- **Selected extract**
++++++++
A lesbian couple in Puerto Rico have filed a federal lawsuit aimed at forcing the U.S. territory to recognize their legal marriage, performed in Massachusetts in 2004.
Ada Conde Vidal and Ivonne Álvarez Velez have been together for nearly 14 years and took early advantage of Massachusetts's historic move to be the first U.S. state to embrace marriage equality. But because a 1999 amendment to Puerto Rico's civil code restricted marriage recognition to only those unions involving opposite-sex couples, Conde and Álvarez are unable to have their relationship recognized in their home territory, reports the Washington Blade.
"We wish to enjoy the same social privileges and contractual rights that are conferred by the commonwealth on individuals in opposite-sex marriages and not to be treated as we are being treated as second class citizens differentiated, alienated and discriminated in comparison to other U.S. citizens,” reads the lawsuit filed by Álvarez and Conde, who is a bankruptcy lawyer licensed to practice in the commonwealth. "Puerto Rico law precluding recognition of lawful same-sex marriages denies us those rights in violation of the Equal Protection and Due Process Clauses of the 14th Amendment of the U.S. Constitution."
In the suit, filed Tuesday in the U.S. District Court for Puerto Rico in San Juan, contends that the commonwealth's policy violates the Due Process and Equal Protection clauses of the 14th Amendment to the U.S. Constitution and heavily cites last summer's landmark Supreme Court ruling in favor of marriage equality, U.S. v. Windsor.
++++++++
Rows excerpted from a collection
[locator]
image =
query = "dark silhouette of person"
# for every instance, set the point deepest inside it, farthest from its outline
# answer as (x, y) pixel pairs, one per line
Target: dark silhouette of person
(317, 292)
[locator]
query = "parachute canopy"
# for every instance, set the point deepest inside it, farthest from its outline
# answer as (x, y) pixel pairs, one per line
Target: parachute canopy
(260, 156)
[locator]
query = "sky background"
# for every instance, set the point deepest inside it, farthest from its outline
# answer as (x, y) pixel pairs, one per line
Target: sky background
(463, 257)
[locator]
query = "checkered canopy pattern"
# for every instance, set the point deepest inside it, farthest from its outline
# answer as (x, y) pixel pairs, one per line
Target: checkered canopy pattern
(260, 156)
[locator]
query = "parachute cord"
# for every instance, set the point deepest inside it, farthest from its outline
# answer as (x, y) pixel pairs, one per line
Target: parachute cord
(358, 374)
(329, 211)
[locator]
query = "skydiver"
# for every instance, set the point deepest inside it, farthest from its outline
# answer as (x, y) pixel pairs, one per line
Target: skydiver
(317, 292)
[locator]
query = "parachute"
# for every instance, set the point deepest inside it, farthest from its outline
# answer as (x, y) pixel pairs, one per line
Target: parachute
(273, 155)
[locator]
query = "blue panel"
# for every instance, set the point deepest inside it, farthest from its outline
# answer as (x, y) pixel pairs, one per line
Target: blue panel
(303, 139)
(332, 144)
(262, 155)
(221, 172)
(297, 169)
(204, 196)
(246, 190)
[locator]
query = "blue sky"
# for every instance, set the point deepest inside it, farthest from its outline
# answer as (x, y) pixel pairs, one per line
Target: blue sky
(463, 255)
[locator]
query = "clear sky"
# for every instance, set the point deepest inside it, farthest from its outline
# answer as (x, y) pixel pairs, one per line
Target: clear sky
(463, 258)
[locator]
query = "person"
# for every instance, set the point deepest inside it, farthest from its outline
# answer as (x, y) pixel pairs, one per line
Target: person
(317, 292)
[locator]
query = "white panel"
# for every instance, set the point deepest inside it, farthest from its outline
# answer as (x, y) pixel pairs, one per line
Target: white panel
++++++++
- **Action item**
Rewrite the passage on the Puerto Rico marriage lawsuit, starting with "A lesbian couple" and going on through "Massachusetts in 2004.", with "filed" changed to "brought". None of the rows are needed here.

- **Task answer**
A lesbian couple in Puerto Rico have brought a federal lawsuit aimed at forcing the U.S. territory to recognize their legal marriage, performed in Massachusetts in 2004.